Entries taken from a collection
— Begin —

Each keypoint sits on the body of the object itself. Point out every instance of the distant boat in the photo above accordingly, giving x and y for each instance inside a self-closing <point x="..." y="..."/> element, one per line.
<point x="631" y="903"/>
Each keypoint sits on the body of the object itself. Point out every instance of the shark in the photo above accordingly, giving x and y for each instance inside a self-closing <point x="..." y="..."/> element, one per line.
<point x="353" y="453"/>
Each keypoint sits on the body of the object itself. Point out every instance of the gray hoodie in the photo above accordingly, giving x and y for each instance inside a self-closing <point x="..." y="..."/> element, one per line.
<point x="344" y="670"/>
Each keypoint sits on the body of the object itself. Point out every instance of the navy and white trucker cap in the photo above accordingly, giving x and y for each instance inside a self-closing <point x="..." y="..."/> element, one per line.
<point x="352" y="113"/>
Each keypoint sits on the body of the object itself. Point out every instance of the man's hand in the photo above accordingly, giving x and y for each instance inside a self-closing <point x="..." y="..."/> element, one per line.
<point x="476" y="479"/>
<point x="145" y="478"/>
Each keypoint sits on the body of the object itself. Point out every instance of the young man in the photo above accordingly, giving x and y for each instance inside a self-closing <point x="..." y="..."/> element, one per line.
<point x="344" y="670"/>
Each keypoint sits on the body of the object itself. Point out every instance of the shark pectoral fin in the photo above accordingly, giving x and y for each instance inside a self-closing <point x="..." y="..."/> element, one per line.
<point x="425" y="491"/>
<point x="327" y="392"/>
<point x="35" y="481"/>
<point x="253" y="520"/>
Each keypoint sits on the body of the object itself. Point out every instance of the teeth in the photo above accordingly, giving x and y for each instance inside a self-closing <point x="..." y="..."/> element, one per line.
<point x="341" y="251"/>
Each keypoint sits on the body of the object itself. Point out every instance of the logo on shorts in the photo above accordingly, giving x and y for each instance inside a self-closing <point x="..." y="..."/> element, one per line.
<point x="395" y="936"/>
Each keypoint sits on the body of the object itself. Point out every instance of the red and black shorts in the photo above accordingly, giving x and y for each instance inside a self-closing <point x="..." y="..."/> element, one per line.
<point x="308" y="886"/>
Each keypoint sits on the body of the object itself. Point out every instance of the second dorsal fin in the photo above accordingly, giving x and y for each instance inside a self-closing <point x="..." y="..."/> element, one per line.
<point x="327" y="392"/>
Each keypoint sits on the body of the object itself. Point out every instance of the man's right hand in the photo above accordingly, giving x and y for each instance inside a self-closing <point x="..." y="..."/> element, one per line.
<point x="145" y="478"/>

— End —

> **Task instructions**
Rewrite the records in full, from the line containing "of the teeth" through the end of the records, and increase every x and y coordinate in the answers by 112.

> **Answer to this problem**
Each keypoint sits on the body of the object itself. Point out every instance of the teeth in the photo above accordingly, giving x and y for each instance inside a self-closing <point x="..." y="..."/> element, one per line.
<point x="453" y="363"/>
Each keypoint sits on the body of the object itself. Point out every instance of the logo on shorts in the photo above accordingly, giving x and y for each instance inside a self-closing <point x="..." y="..."/> element, one per line.
<point x="507" y="1048"/>
Each keypoint sits on the body of the object itself. Point out every instance of the red and black shorts in the photo above accordingly, giving x and y for each instance inside a self-closing <point x="..." y="..."/> element, one per line.
<point x="420" y="998"/>
Each keypoint sits on the body of the object itself. Point out every instance of the second dorsal fin in the photo above accordingly, giving x and y for each instance inside a self-closing <point x="..." y="..."/> element, one per line.
<point x="439" y="504"/>
Each keypoint sits on the body of the object itself. Point out every instance of the man's right hand in the photo above accordingly, giving x and y for each instance inside a self-closing <point x="..." y="..."/> element, one per line.
<point x="257" y="590"/>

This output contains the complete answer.